Top of Document text

2.2. Effect of bvPLA2 on the Inflammatory Cytokine Levels in LPS-Induced Abortion Mice
Next, the serum cytokine levels of each group were analyzed using the CBA mouse Th1/Th2/Th17 Cytokine Kit (Figure 2A). The IL-4 concentrations in serum in the LPS and LPS + bvPLA2 groups showed no significant differences compared with those in the PBS group (Figure 2B). The proinflammatory cytokines IFN-γ and TNF-α play important roles in the pathogenesis of early embryo loss. Compared with the expression in the PBS group, the IFN-γ and TNF-α expression levels in serum samples were significantly increased in the LPS group (Figure 2C,D). Most significantly, bvPLA2 treatment resulted in a substantial decrease in IFN-γ and TNF-α levels in all mice compared with those in LPS-injected mice. However, there was no apparent change in the serum levels of IL-4 by bvPLA2 treatment. There was no significant change in the serum IL-17A expression after LPS injection (Figure 2E). However, the IL-17A concentration was decreased significantly in the LPS + bvPLA2 group compared with that in the LPS group. Elevated serum IL-10 levels, produced by Treg cells, were detected only in the LPS + bvPLA2 group, representing the induction of Treg cells by bvPLA2 treatment (Figure 2F).
2.3. bvPLA2 Pretreatment Inhibits LPS-Induced TNF-α Production
Next, we asked whether the elevated TNF-α levels in serum samples would also occur in the uterine tissues of LPS-injected mice and whether bvPLA2 administration would result in altered expression of TNF-α. By RT-PCR and ELISA analysis, we found that LPS injection resulted in a significant upregulation of TNF-α mRNA and protein expression compared with that in the PBS group (Figure 3A,B). Of interest, pretreatment with bVPLA2 significantly repressed the LPS-induced elevation of the TNF-α level.

Bottom of Document text

◆ What you should do:
Carry the passage on bvPLA2 treatment in LPS-induced abortion mice forward from its final sentence. These items were drawn from a separate source.

Top of Record excerpts

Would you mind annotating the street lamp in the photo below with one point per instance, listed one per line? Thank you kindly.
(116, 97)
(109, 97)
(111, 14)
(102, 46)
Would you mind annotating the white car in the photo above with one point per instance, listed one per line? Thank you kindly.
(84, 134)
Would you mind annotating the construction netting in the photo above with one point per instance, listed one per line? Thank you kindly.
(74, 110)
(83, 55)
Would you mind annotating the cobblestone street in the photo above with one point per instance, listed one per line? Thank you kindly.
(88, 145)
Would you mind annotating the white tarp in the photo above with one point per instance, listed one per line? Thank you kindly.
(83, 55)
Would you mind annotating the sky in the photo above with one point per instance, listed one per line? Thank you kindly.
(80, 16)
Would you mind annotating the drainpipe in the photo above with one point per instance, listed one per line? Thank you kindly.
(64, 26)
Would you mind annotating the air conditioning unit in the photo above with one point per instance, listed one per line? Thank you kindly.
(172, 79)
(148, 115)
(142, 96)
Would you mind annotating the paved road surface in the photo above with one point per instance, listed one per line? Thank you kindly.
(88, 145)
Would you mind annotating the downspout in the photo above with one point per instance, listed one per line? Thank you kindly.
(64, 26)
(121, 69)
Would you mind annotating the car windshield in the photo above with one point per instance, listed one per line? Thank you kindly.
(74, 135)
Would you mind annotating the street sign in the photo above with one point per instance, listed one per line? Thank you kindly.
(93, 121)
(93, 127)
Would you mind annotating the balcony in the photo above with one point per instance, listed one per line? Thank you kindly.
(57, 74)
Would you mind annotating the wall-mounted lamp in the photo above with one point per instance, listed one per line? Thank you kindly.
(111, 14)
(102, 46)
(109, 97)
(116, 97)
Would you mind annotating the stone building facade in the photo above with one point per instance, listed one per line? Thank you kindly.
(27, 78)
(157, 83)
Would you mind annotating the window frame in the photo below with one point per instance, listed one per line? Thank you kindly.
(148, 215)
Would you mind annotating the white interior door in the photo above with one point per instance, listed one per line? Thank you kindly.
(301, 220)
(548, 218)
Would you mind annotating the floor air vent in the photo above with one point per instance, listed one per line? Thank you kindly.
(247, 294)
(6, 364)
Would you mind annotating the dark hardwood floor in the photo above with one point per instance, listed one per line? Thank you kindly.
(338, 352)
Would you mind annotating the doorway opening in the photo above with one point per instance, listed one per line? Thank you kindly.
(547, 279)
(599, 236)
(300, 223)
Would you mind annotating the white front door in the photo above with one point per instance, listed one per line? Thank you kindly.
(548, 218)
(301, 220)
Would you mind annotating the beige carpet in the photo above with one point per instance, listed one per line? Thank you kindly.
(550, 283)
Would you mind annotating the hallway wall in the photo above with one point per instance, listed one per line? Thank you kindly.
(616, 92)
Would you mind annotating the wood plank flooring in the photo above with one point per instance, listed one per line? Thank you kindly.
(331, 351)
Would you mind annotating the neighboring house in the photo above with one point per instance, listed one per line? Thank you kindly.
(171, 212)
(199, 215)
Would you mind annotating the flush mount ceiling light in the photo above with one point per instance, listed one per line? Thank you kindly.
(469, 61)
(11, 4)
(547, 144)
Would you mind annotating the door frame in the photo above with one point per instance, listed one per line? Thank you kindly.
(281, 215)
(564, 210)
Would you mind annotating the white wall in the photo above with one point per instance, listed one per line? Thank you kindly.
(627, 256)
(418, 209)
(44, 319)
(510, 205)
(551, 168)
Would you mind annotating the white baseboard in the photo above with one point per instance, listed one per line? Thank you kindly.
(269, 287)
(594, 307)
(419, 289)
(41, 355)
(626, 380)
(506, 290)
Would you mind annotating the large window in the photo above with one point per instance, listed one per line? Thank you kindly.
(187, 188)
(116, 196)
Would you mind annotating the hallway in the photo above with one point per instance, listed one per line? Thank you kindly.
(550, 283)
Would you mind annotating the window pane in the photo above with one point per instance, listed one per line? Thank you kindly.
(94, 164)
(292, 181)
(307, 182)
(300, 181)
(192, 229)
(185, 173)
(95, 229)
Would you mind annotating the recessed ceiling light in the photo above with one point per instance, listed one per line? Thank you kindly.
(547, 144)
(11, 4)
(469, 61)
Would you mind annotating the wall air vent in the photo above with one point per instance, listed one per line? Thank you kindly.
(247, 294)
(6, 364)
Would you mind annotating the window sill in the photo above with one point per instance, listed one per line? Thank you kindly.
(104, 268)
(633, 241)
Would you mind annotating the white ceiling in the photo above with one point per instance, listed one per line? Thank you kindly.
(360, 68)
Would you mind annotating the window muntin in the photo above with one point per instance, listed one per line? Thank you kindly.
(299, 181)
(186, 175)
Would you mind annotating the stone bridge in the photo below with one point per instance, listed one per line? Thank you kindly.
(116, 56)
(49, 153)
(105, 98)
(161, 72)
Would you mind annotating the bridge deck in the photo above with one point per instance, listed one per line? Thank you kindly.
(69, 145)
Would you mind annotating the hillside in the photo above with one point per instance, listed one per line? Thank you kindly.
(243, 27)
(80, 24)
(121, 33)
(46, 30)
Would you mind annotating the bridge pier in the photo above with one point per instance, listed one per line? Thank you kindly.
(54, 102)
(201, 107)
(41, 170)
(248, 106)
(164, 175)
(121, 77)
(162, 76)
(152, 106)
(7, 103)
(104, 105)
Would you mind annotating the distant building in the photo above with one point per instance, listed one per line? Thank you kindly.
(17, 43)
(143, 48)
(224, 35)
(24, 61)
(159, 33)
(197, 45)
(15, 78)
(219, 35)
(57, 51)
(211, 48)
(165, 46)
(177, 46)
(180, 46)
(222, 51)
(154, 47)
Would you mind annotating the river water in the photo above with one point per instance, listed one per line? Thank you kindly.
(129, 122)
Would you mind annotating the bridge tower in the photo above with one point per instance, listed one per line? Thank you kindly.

Bottom of Record excerpts

◆ Written answer:
2.4. Effects of bvPLA2 on Various Immune Cell Types in Mice Prone to LPS-Induced Spontaneous Abortion
To investigate the effects of bvPLA2 on various immune cell types in the uterus of LPS-induced abortion mice, uterine natural killer cells (uNKs), macrophages, and T helper and cytotoxic T cell populations among monocytes isolated from uterine tissues were analyzed using flow cytometry. The number of CD3+ total T cells was increased in the LPS group compared with that in the PBS group (Figure 4A). CD4+ T helper cells were increased in the LPS + bvPLA2 group compared with those in the NP, PBS, and LPS groups (Figure 4B). Interestingly, CD8+ cytotoxic T cell populations were significantly increased by LPS injection, whereas bvPLA2 administration showed similar CD8+ levels to those of the PBS group (Figure 4C). uNK cells play a major role in maintaining normal pregnancy and are recruited to the feto–maternal interface. An over twofold increase in uNK cells was detected in normal pregnant females compared with that in non-pregnant controls (Figure 4D). LPS treatment showed a reduction in the number of uNK cells to a level similar to that in non-pregnant controls. The numbers were restored by bvPLA2 pretreatment. The F4/80+CD11c+CD206+ M2 macrophage populations were dramatically increased in the LPS group but decreased in the LPS + bvPLA2 group (Figure 4E). However, no significant differences among all groups were detected in F4/80+CD11c+CD206− M1 macrophages (data not shown).
2.5. Effects of bvPLA2 Treatment on uNK Cells in the Decidua of LPS-Induced Abortion Mice
During normal mouse pregnancy, increased numbers of uterine natural killer (uNK) cells promote physiological changes in the endometrial structure, contributing to early, post-implantation endometrial angiogenesis and spiral arterial modification. Mouse uNK cells are recognized as lymphocytes containing periodic acid–Schiff (PAS)-reactive cytoplasmic granules or Dolichos biflorus agglutinin (DBA) lectin [18,19]. We observed a significant decrease in PAS+ uNK cells on GD 11.5 in the uterus of the mice subjected to LPS-induced abortion compared with that in control mice (Figure 5, upper panel). Pretreatment with bvPLA2 showed a significant increase in both PAS+ and DBA lectin+ uNK cells in the decidua of LPS-induced abortion female mice.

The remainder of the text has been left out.